Selected text ->

## BEGIN

I’m assuming your church includes Scripture reading in its public Lord’s Day worship. How do your pastors plan out those readings? How have reformed churches approached that historically?
We read through books of the Bible, typically one chapter per week. Right now we’re doing a few minor prophets in a row. Then we’ll probably do a NT book.
Historically I believe the reformers had several readings, including a reading from one of the gospels every week. They also had times every week (every day?) where the Scripture was read publicly. This was at a time when the people not only didn’t have Bibles, but couldn’t read.
My Anglican context will have somewhat different emphases than modern contexts that style themselves “reformed.” But, inasmuch as orthodox Anglican Christianity has legitimate reformed credentials, and as these adhere today amongst Anglican bodies that retain a loyalty to those reformed standards, here’s how we do it:
We follow a lectionary - a series of readings from both Testaments, which are coordinated with one another in such a way as to provide the priest with a “map” for his pulpit ministry. There is a one-year lectionary included in the 1662 Book of Common Prayer (the standard for all subsequent more local versions of the Prayer Book). Many contemporary Anglican bodies follow the Revised Common Lectionary which is a three-year lectionary.
The lectionary - when it prescribes Scripture readings for a Sunday or other non-Sunday feast day - contains a Psalm, a reading from the OT, another from the NT epistles, and one from one of the canonical Gospels. The rubrics of the Prayer Book entitle the priest to change any of these in order to address his own local situation, though it is not common for him to do this. The aim for following a lectionary like this is to have as wide a distribution of the Anglican faithful hearing the Scripture and the preaching arising from it.
It’s useful to note that the lectionary - either one-year or three year - follows the Church calendar, which endeavors to take the Christian on an annual basis through the course of our Lord’s ministry each year.
And, so, the church year begins on the fourth Sunday before Christmas (Advent) with the Scripture readings typically from prophecies of Messiah’s coming and NT lessons from the epistles and gospels that do the same.

## END

Task to carry out ->
Write the next few sentences of the discussion about how churches plan Scripture readings for Sunday worship, following on from its last sentence.

Recorded information ->
## BEGIN

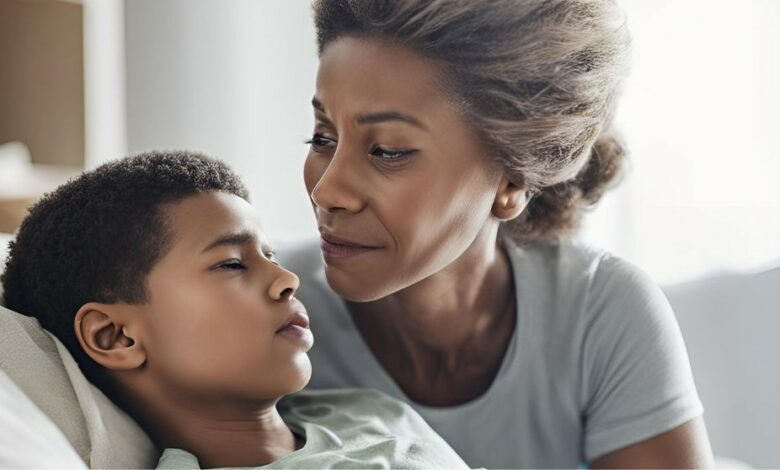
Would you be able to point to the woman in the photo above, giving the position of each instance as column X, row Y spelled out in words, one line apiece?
column 456, row 144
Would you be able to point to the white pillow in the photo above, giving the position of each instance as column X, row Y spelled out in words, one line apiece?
column 100, row 433
column 30, row 439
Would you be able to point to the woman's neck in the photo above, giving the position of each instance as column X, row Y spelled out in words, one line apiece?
column 449, row 329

## END

Task output ->
Following Advent is Christmas and 12 successive days ending with Epiphany on January 6. The lectionary lessons are drawn from events after our Lord’s birth (his circumcision, the wise men, the slaughter of the innocents, the journey to Egypt, etc.)
The feast of the Epiphany commences a number of Sundays devoted to events in our Lord’s ministry where his Messianic identity is shown by what He says or does (i.e. epiphanies of the Messiah).
Ash Wednesday commences the season of Lent, an annual season of self-reflection, confession of sin, and spiritual discipline (fasting being merely one and the simplest of many possibilities). Think of an annual spiritual training camp, analogous to football which has a similar training camp season before the football season proper commences. Lent is spiritual training camp, every year, devoted to training/practice/development of spiritual disciples of all sorts.
Eastertide commences with Easter Sunday. It continues for 50 days to the Feast of Pentecost, the birth of the Church. Easter tide lessons focus on our Lord’s resurrection and events following before his Ascension.
After Eastertide begins a long season called either the season of Pentecost or Trinitytide, since the Feast of the Holy Trinity is the Sunday following Pentecost Sunday. This season runs through the end of the Church year, concluding with the Feast of Christ the King on the last Sunday of Trinitytide.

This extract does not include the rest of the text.